- INSTRUCTION:
Put the text lines of the entries below into a JSON list of strings, one string per line with blank lines omitted, and leave the pictures out of the answer.

--- --- ---

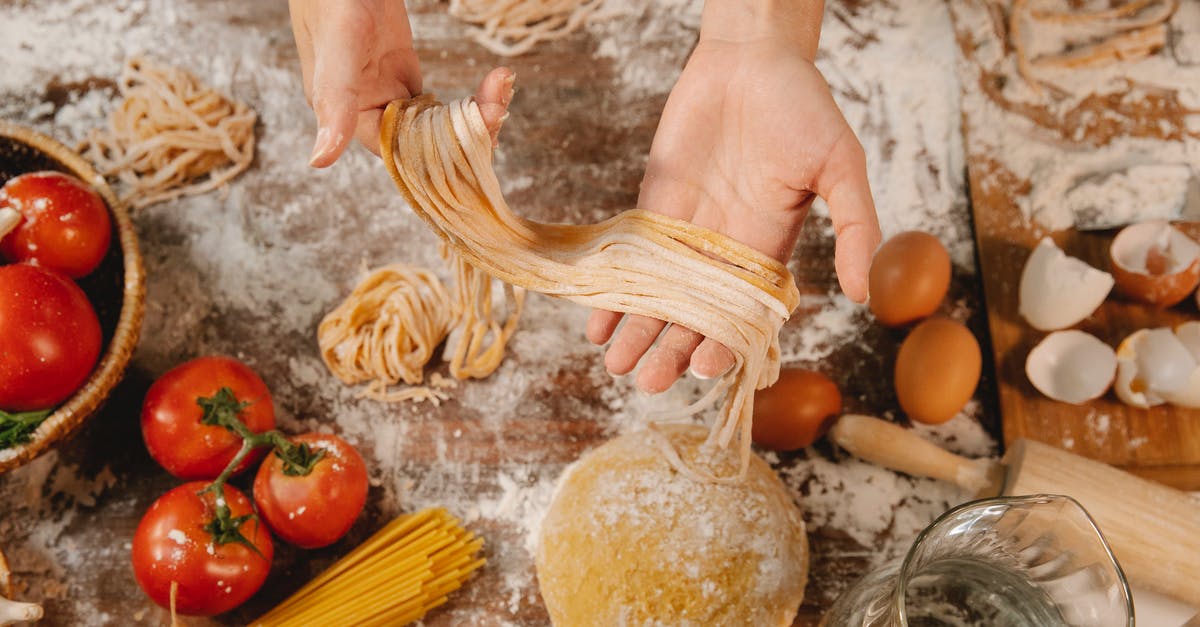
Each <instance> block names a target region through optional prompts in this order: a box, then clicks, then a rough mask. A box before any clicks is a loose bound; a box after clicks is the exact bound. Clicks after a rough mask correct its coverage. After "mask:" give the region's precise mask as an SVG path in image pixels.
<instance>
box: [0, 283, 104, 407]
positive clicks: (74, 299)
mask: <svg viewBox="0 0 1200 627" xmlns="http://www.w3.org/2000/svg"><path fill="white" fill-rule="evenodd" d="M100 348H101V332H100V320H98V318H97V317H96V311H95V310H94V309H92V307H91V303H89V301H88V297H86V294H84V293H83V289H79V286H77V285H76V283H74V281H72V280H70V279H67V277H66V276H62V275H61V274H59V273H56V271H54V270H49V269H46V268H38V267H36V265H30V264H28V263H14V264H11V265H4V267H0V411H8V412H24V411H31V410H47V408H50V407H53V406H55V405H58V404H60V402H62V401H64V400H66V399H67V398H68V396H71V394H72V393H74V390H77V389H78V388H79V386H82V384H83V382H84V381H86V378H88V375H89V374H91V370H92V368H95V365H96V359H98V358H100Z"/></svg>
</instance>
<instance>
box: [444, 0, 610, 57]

--- --- ---

- WRITTEN RESPONSE:
[
  "Each <instance> block names a target region through optional prompts in this order: a box, then clicks, then a rough mask. A box before any clicks is a loose bound; a box after clicks is the exact bound. Clicks after a rough mask correct its coverage. After \"mask:\" give the region's precise mask as an SVG path in image pixels.",
  "<instance>",
  "box: [0, 283, 104, 407]",
  "positive clicks: (74, 299)",
  "mask: <svg viewBox=\"0 0 1200 627\" xmlns=\"http://www.w3.org/2000/svg\"><path fill=\"white\" fill-rule=\"evenodd\" d=\"M100 348H101V332H100V320H98V318H97V317H96V311H95V310H94V309H92V307H91V303H89V301H88V297H86V294H84V293H83V289H79V286H77V285H76V283H74V281H72V280H70V279H67V277H66V276H62V275H61V274H59V273H56V271H54V270H49V269H46V268H38V267H36V265H30V264H28V263H14V264H11V265H4V267H0V411H8V412H24V411H31V410H47V408H50V407H53V406H55V405H58V404H60V402H62V401H64V400H66V399H67V398H68V396H71V394H72V393H74V390H77V389H78V388H79V386H82V384H83V382H84V381H86V378H88V375H89V374H91V370H92V368H95V365H96V359H98V358H100Z\"/></svg>",
  "</instance>",
  "<instance>",
  "box: [444, 0, 610, 57]"
]